## [TO BE DONE]
1. Rewrite the paragraph in the car seat thread that begins "But it turns out" as a short bulleted list, keeping its main facts.
2. According to the car seat thread, in what month did DS turn one?

START PAGE EXCERPT

# DH hassling me about ERF



## Belia (Dec 22, 2007)

DS turned one in August. Around Christmas DH started talking about turning DS's carseat around to FF. Talking about how squished he is in the seat and uncomfortable he looks. Rolling his eyes and making comments about being overprotective. DS is great in the car- he never complains.

I flat out told him no- that the research supports ERF- and that until he could show me data that favors turning him around I was leaving him how he is.

So he's fine, but still makes little comments once in a while about how DS is so squished and his legs are cramped, etc etc etc.

So I read the article that someone here just linked to yesterday about ERF and I thought it was real good, so I forwarded it to DH this morning.

Tonight I asked DH if he had read it and watched the crash test video, and he said he had but that he still didn't think it was necessary to ERF.

Here's me:









See, I thought all along that the problem was the data. He didn't believe that ERF was safer, or enough safer to make a difference. I thought he didn't think I knew what I was talking about.

But it turns out that's not the case. As he put it tonight, "I never doubted the data that RF is safer." He just doesn't think it's likely that we will ever need the extra protection of RF, so why bother.

Like he said, "We could go ahead and hurricane-proof our house, and it would be safer, but the likelihood that we'll ever be in a hurricane is so small that it doesn't make any sense to put in the extra effort."

I asked him if he was really willing to take that chance... if he wanted to risk being the one rare case where RF would make a difference... and he rolled his eyes and said I was overreacting. That we grew up going on road trips and rolling around the back of the station wagon and we turned out fine.

He basically thinks I'm ridiculous, and he's humoring me.

Now what???


----------



## MamieCole (Jun 1, 2007)

Quote:


Originally Posted by *Belia* 
I asked him if he was really willing to take that chance... if he wanted to risk being the one rare case where RF would make a difference... and he rolled his eyes and said I was overreacting. That we grew up going on road trips and rolling around the back of the station wagon and we turned out fine.

Now what???

Ask him how many accidents he SURVIVED as a child rolling around in the back of a station wagon. He's only "fine" because he was fortunate enough to not be in an accident as a child.

Maybe try giving him the statistics and odds of being involved in a car crash? Make the argument that they are called "accidents" for a reason...you can't control other people on the road, etc?

Maybe show him this video?

Good luck mama! Way to stick to your guns. I can only imagine how annoying those little comments are.


----------



## alegna (Jan 14, 2003)

Would he feel fine with the baby on his lap while driving? As long as there's no accidents that's fine too....

-Angela


----------



## laughingfox (Dec 13, 2005)

Quote:


Originally Posted by *Belia* 
Like he said, "We could go ahead and hurricane-proof our house, and it would be safer, but the likelihood that we'll ever be in a hurricane is so small that it doesn't make any sense to put in the extra effort."

If preparing your house for a natural disaster was a free option that took absolutely no effort at all, that might be a more relevant argument.

END PAGE EXCERPT
START DATA SHOWN

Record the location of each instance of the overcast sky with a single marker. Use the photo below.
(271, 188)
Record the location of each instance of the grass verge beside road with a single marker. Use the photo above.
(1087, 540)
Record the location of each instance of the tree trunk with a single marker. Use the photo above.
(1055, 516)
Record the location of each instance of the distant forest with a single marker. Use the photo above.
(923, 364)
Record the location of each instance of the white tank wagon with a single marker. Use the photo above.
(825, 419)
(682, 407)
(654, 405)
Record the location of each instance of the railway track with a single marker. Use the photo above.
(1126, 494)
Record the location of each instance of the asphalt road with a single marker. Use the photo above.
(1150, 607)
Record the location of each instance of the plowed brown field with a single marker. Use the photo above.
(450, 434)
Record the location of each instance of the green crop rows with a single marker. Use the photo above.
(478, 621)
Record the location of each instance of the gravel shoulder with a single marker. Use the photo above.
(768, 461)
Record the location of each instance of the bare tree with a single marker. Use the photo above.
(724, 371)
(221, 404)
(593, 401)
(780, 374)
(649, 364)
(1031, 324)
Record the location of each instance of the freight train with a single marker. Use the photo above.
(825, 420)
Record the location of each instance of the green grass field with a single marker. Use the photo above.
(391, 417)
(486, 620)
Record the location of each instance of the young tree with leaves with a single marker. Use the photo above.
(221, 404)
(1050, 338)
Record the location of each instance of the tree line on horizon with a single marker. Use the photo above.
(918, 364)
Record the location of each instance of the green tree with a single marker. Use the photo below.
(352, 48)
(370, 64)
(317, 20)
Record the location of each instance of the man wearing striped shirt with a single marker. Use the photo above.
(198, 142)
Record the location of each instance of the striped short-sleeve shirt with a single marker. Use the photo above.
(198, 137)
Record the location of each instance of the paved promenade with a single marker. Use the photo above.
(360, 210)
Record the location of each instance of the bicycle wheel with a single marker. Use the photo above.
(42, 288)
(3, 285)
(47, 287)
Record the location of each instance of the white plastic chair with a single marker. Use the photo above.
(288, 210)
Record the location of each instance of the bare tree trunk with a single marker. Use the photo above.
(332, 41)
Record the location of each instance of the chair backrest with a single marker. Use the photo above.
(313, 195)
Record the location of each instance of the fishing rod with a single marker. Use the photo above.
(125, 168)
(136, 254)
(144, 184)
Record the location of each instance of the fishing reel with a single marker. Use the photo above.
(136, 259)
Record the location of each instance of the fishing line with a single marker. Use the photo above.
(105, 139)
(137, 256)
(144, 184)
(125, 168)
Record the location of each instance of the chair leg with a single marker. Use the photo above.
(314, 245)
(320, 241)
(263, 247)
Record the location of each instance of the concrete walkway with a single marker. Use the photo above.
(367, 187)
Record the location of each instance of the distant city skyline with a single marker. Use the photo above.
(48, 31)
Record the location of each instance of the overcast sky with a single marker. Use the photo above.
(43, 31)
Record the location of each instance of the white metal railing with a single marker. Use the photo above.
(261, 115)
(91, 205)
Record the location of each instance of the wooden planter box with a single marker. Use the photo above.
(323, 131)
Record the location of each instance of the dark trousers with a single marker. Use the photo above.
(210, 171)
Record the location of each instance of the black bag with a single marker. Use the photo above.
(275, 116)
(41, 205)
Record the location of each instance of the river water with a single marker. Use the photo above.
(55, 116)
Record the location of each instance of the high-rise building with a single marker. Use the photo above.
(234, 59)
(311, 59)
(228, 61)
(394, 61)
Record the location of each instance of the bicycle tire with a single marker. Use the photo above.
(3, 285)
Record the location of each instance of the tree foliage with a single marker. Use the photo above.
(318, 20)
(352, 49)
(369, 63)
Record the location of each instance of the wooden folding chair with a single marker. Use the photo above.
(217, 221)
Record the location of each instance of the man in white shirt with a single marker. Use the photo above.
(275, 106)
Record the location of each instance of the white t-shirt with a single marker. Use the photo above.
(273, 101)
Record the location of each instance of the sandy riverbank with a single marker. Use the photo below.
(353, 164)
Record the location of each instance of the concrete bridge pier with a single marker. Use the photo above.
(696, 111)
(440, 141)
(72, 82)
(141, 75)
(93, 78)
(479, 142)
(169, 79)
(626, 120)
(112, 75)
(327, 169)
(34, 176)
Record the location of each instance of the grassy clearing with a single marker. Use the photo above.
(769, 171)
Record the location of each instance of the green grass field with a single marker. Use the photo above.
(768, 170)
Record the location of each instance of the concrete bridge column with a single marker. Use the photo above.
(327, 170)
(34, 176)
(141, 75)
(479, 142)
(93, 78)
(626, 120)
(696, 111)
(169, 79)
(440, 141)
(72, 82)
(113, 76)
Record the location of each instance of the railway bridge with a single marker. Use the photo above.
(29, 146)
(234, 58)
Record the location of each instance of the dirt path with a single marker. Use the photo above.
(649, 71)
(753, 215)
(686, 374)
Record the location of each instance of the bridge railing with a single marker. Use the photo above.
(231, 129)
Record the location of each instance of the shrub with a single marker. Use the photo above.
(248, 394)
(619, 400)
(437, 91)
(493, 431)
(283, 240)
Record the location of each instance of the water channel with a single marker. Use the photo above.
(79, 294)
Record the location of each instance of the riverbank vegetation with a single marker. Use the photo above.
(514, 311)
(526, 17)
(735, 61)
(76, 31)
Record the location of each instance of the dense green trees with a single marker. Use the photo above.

END DATA SHOWN

## [RESULTS FOR EACH TASK]
1.
- The data was not the real problem after all.
- DH said, "I never doubted the data that RF is safer."
- He thinks they are unlikely to ever need the extra protection of RF, so he sees no reason to bother.

2. August.